| 抽出テキスト |
犬の腎臓は、生命を維持するうえで非常に重要な役割を果たす臓器です。 しかし、何らかの異常が起こってもなかなか目立った症状が現れない「沈黙の臓器」ともいわれ、万一の病気の際には気が付きにくいものでもあります。 そんな腎臓の病気の中でも多く見られるのが「慢性腎不全」。
ここでは、慢性腎不全の原因や早期発見のためのポイントなどをご紹介します。
1.犬の腎不全とは?
犬の腎臓はさまざまな役割を果たす臓器で、血液中に含まれる老廃物を尿として排泄したり、血圧を調整する、血をつくるためのホルモンを分泌するなど、生命を維持するために非常に重要なものです。 その腎臓の機能が、何らかの原因で低下してしまう病気が腎不全。 犬の腎不全には「急性」と「慢性」がありますが、それぞれどのような特徴があるのでしょうか。
急性腎不全
数時間から数日ほどの、とても短い期間で腎機能が低下します。急激な尿量の減少や、食欲不振、下痢、嘔吐、脱水などの症状が見られ、重症になると痙攣や体温低下などを起こし、命を落としてしまうケースも。一刻も早い救急治療が必要となります。
慢性腎不全
数ヶ月~数年ほどの長い時間をかけて、徐々に腎機能が低下していきます。初期段階ではほとんど症状が現れないため、早期発見が難しい非常に怖い病気です。
もしも慢性腎不全に罹患してしまったときは、できるだけ早く気がつき、進行を抑えていくことが大切。
そんな「慢性腎不全」について、詳しく見ていきましょう。
2.犬の慢性腎不全の原因
犬の慢性腎不全の原因としては、臓器自体の不整や老化、脱水による循環不良などが考えられます。
また、偏った食生活による「リン」や「タンパク質」の過剰摂取が、腎組織に大きな負担をかけ、その蓄積が慢性腎不全の原因ともなります。

| 課題の指示 |
1/ 次の(a)〜(c)が犬の腎不全の文章と合っているかを、それぞれ「はい」か「いいえ」で答えよ。判断の決め手となる本文の言葉もそのまま引用すること。
(a) 急性腎不全では、数ヶ月から数年かけて腎機能が低下する。
(b) 慢性腎不全は、初期段階ではほとんど症状が現れない。
(c) リンやタンパク質の過剰摂取は、慢性腎不全の原因にもなる。
2/ 犬の腎不全の文章によると、腎臓は異常が起きても目立った症状が出にくいことから、何と呼ばれているか。
3/ 犬の慢性腎不全の文章を、最後の文の後から続けて書き進めよ。

| データ |

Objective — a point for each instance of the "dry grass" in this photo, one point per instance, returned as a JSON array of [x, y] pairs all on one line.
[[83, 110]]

| 課題ごとの解答 |
1/
(a) いいえ。「数時間から数日ほどの、とても短い期間で腎機能が低下します」
(b) はい。「初期段階ではほとんど症状が現れないため」
(c) はい。「その蓄積が慢性腎不全の原因ともなります」

2/ 「沈黙の臓器」と呼ばれている。

3/
3.犬の慢性腎不全の症状
前述にもあるように、犬の腎不全は初期にはあまり症状が見られず、発見しづらい病気でもあります。だからこそ、ほんのささいなことでも気が付いてあげたいもの。
犬の腎不全における4つのステージ分類と、ステージ別に見られる症状を確認していきましょう。
ステージ1
- 目に見える症状はなし
飼い主さんがすぐに気が付くほどの、目立った症状はありません。
ステージ2
- 水をたくさん飲む
- 色の薄いおしっこをたくさんする
腎機能の低下が進行すると尿を濃縮させることができなくなるため、尿の色が薄くなります。また、尿量が増えるため水分不足にもなり、水を飲む量が増えます。
しかし、元気や食欲に変わりないケースが多いため、まだ気が付きづらい時期でもあります。
ステージ3
- 食欲不振・体重減少
- 嘔吐
- 貧血
- 口内炎や胃炎
食欲の低下や嘔吐などの症状が見られるほか、尿による老廃物の排出が十分にできなくなるため、尿毒症を引き起こします。血液中で高濃度になった有害物質によって、口内炎や胃炎を発症するケースも。
また血液検査をすると、腎機能の指標となるCRE(クレアチニン)、BUN(尿素窒素)の数値が上昇します。
ステージ4
- けいれん発作などの全身症状
尿毒症が進行し、命にもかかわる非常に重篤な状態になります。